▶ TASK:
Each entry below has to be written out again without any change.

▶ ENTRIES PROVIDED:

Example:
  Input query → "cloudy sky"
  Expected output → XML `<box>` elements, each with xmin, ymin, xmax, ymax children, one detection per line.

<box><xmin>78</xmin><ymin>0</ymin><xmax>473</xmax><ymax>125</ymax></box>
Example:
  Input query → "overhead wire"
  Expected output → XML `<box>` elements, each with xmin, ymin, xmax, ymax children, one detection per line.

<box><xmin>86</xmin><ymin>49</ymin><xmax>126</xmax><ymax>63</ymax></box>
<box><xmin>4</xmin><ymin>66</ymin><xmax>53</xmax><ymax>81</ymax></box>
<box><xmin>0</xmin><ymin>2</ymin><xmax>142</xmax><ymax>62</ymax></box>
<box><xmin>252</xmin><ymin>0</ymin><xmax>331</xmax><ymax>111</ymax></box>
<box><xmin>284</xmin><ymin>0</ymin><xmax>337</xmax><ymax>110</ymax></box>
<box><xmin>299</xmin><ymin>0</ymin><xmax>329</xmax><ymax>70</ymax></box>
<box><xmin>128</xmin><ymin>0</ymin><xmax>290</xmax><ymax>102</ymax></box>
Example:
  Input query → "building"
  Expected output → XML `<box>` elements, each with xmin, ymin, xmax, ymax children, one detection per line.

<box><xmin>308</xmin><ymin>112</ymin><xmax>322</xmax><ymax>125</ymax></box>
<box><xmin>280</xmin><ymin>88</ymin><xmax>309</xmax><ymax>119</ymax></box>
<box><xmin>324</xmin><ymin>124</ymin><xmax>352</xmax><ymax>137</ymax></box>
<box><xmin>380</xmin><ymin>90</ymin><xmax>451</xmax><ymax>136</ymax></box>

▶ OUTPUT:
Example:
  Input query → "cloudy sky"
  Expected output → XML `<box>` elements, each with xmin, ymin, xmax, ymax children, one detection per line.

<box><xmin>78</xmin><ymin>0</ymin><xmax>473</xmax><ymax>125</ymax></box>
Example:
  Input query → "overhead wire"
  Expected output → XML `<box>` elements, each with xmin, ymin, xmax, ymax children, one detection per line.

<box><xmin>86</xmin><ymin>49</ymin><xmax>126</xmax><ymax>63</ymax></box>
<box><xmin>4</xmin><ymin>66</ymin><xmax>53</xmax><ymax>81</ymax></box>
<box><xmin>0</xmin><ymin>2</ymin><xmax>142</xmax><ymax>62</ymax></box>
<box><xmin>252</xmin><ymin>0</ymin><xmax>331</xmax><ymax>111</ymax></box>
<box><xmin>284</xmin><ymin>0</ymin><xmax>337</xmax><ymax>110</ymax></box>
<box><xmin>299</xmin><ymin>0</ymin><xmax>329</xmax><ymax>70</ymax></box>
<box><xmin>128</xmin><ymin>0</ymin><xmax>290</xmax><ymax>102</ymax></box>
Example:
  Input query → "building"
  Expected output → XML `<box>` elements, each with xmin, ymin, xmax, ymax children, one detection per line.

<box><xmin>308</xmin><ymin>112</ymin><xmax>322</xmax><ymax>125</ymax></box>
<box><xmin>280</xmin><ymin>88</ymin><xmax>309</xmax><ymax>119</ymax></box>
<box><xmin>324</xmin><ymin>124</ymin><xmax>352</xmax><ymax>137</ymax></box>
<box><xmin>380</xmin><ymin>90</ymin><xmax>451</xmax><ymax>136</ymax></box>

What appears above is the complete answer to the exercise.